- [Selection]:
◇ ◇ ◇ ◇ ◇

Co-ownership of a bank account, by itself, would not establish a partnership. Cal. Corp. Code § 16202(c)(1). Moreover, no inference as to management or control of Mr. Shart's business can be made from these facts. The evidence only establishes that Ms. Schardt, or her assistant, entered information in a check register; it does not require the conclusion that Ms. Schardt wrote checks on Mr. Shart's business account. While Ms. Schardt may have wired funds to her husband in the early 2000's as an accommodation when he traveled overseas, this is in stark contrast to the situation in Tsurukawa II where the debtor deposited, wrote, and signed " hundreds of checks, " including payments to herself. It is also unclear how, or why, a wife's delivery of documents to her husband's out of state accountant advances Appellants' claims that Ms. Schardt was in a partnership with her husband. We agree with the bankruptcy court that this is simply evidence of transactions typical in a marriage rather than an indication of Ms. Schardt's co-ownership or control of her husband's business, especially given that these events occurred well before the events pertinent to the fraud in 2007.

c) Ms. Schardt's activities in December 2008 and January 2009 .

The cornerstone of Appellants' challenge rests on Ms. Schardt's actions during her visit to the Farm for Christmas, 2008. She arrived for the holidays on December 19, 2008, to find a quickly escalating business dispute between her husband and a primary client. The day before, her husband had sold two horses over Ms. Haig's objections, prompting a written demand for an accounting from Ms. Haig's attorney the same day Ms. Schardt arrived. Ms. Haig subsequently made numerous calls to the house during Ms. Schardt's visit. On December 26, 2008, Ms. Haig sent the letter to Mr. Shart detailing 10 errors in Greystone's billings.

Aware that something was going on, Ms. Schardt spoke with Greystone's bookkeeper, Ms. Rhea, about the ongoing dispute. The bookkeeper complained about numerous calls and complaints from Ms. Haig challenging her accounting. Ms. Schardt gave her some advice as to how to handle the situation. She also reviewed the matters raised in Ms. Haig's December 26, 2008 letter with her husband and Ms. Rhea. She made handwritten notes based on what she discovered on a copy of the letter. There is no evidence that these notes were provided to anyone.

In early January 2009, Ms. Schardt also reviewed two of her husband's letters, including his response to Ms. Haig's December 26, 2008 letter. She examined them for grammatical errors because he would dictate half in German, half in English and his letters were always proof-read by someone. Still, Ms. Schardt was adamant that she did not change the substance of the letters. She acknowledged, however, that she suggested he retain counsel and made inquiries on his behalf.

◇ ◇ ◇ ◇ ◇

- [Listed records]:
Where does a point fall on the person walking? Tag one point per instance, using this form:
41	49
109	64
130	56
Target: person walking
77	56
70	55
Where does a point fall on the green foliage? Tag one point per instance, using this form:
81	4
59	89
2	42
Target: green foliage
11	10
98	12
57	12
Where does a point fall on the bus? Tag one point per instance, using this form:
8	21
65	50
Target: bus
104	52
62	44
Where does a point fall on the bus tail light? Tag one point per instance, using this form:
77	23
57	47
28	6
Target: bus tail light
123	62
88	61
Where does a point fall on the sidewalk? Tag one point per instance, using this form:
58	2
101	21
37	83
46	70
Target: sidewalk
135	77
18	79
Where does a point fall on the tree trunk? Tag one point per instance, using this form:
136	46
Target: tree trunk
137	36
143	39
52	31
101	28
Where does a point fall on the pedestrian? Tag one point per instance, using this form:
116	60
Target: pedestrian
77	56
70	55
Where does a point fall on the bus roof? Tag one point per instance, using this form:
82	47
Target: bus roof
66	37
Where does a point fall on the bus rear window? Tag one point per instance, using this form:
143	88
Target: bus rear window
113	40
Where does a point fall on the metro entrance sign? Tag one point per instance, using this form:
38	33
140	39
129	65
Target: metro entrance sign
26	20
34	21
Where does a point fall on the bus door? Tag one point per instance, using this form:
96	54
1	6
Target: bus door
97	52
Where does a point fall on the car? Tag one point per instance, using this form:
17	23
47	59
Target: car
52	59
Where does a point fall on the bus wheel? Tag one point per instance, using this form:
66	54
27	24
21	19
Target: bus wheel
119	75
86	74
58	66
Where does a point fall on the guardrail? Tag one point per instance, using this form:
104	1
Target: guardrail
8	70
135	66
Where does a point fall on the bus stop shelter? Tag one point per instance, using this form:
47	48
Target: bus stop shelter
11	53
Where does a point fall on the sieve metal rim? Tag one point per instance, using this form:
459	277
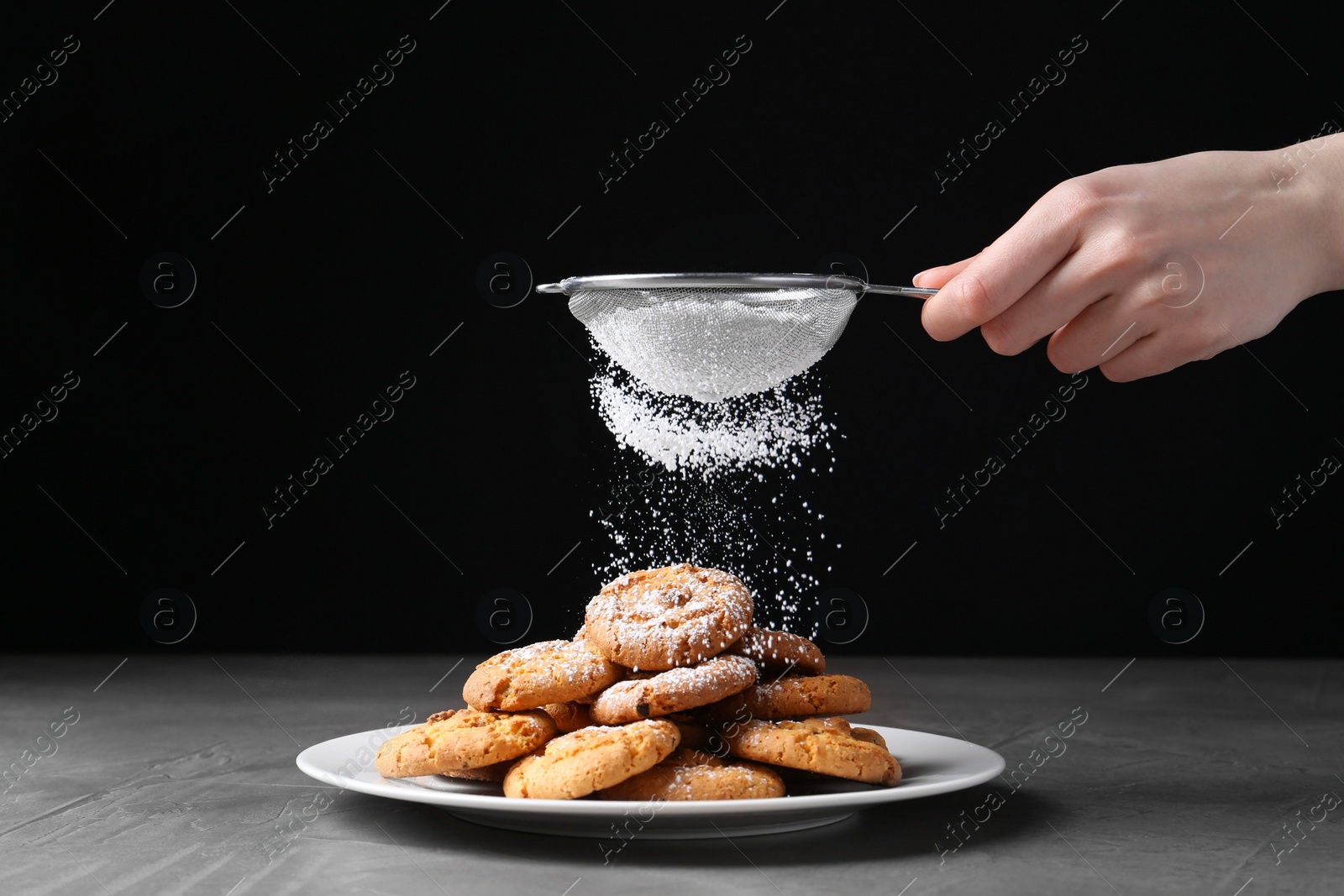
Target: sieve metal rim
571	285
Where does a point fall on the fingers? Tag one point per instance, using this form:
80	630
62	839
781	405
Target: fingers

◇ ◇ ◇ ◇ ◇

- [Requests]:
a - In the court passage on Ms. Schardt's alleged partnership, on what date did Ms. Schardt arrive at the Farm for the 2008 holidays?
b - Continue the court passage on Ms. Schardt's alleged partnership with her husband from the point where it stops.

- [Answers given]:
a - December 19, 2008.

b -
Finally, in Shart I, the Panel noted that Ms. Schardt may have provided negotiating advice to Mr. Shart, based on Ms. Haig's declaration. The only evidence of advice is Ms. Haig's testimony that Mr. Shart " specifically told her" that Ms. Schardt had advised him to demand payment of $250,000.00 before releasing the horses. However, Ms. Haig's declaration was controverted by her husband's statement that she was so upset that she did not speak to Mr. Shart during their January 7-9, 2009 visit to Greystone.

The bankruptcy court separately addressed Ms. Schardt's handwritten notes, her review and editing of her husband's correspondence, her discussions with the bookkeeper, and the prospect that she may have provided negotiating advice. In sum, it discounted these items as evidence of a partnership, and considered them merely assistance from a spouse who happened to be an attorney. We perceive no clear error in that analysis.

Appellants view these same acts as evidence that Ms. Schardt took an active role in her husband's business. They find it implausible that a lawyer, such as Ms. Schardt, would not have done more, or would not have actually advised her husband on his business negotiations. Given the evidence presented, however, the bankruptcy court's findings are entirely plausible. They point to a wife assisting her husband with a business dispute. These acts fail to show any control or management of Mr. Shart's underlying business. Nor did Ms. Schardt hold herself out as a co-owner to Appellants or anyone else. Her involvement was limited to aiding her husband in his dispute with Ms. Haig, rather than running the business, and later as a co-defendant in the state court litigation brought by Appellants. We agree with the bankruptcy court's findings as to these actions.

d) Ms. Schardt signed letters on Greystone letterhead relating to Greystone's business matters .

On June 2, 2009, Ms. Schardt sent a letter to four of her husband's customers regarding the state court litigation. It was written on Greystone letterhead, but Ms. Schardt signed the letter in her individual capacity. In the letter, she explained that, although she co-owned the Farm with Mr. Shart, she had no interest in his horse business. The letter accused Ms. Haig of pursuing a personal vendetta against her husband. Enclosed with the letter was a copy of Mr. Shart's answer and counterclaim, which sought damages against Ms Haig. Ms. Schardt explained that she sent the letters after Appellants published ads and posted fliers at horse shows about their missing horses, and Mr. Shart's customers began making phone inquiries about the missing horses.

The bankruptcy court remarked that " the fact that the letter may have been hate-filled is irrelevant to the issue of [Ms. Schardt] being a partner." Shart, 505 B.R. at 26. While her use of Greystone letterhead is some evidence of a connection between Ms. Schardt and her husband's business, she makes no representations in the letter as to holding any position with that business. To the contrary, she disclaims any ownership in the business and clearly identifies herself as the owner's wife. The letter discusses her personal opinion of a pending state court lawsuit, in which she was a named defendant, and how that suit has affected her personally. The bankruptcy court's finding that the letter did not establish a partnership between Ms. Schardt and her husband is not clearly erroneous.

2. The Pre-Litigation Declaration .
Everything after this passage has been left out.